§ YOUR OBJECTIVE: Rewrite the lines below, changing every "shrub" to "bush" and leaving everything else as it is.

* BEGIN *

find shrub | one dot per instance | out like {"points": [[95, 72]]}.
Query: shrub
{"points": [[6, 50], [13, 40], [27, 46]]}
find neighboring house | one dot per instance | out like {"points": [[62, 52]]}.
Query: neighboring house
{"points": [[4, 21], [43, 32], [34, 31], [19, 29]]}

* END *

§ OUTPUT OF THE EXERCISE:
find bush | one dot per instance | out like {"points": [[95, 72]]}.
Query: bush
{"points": [[6, 50], [13, 40], [27, 46]]}
find neighboring house | one dot per instance | out like {"points": [[62, 52]]}.
Query: neighboring house
{"points": [[4, 21], [43, 32], [34, 31], [19, 29]]}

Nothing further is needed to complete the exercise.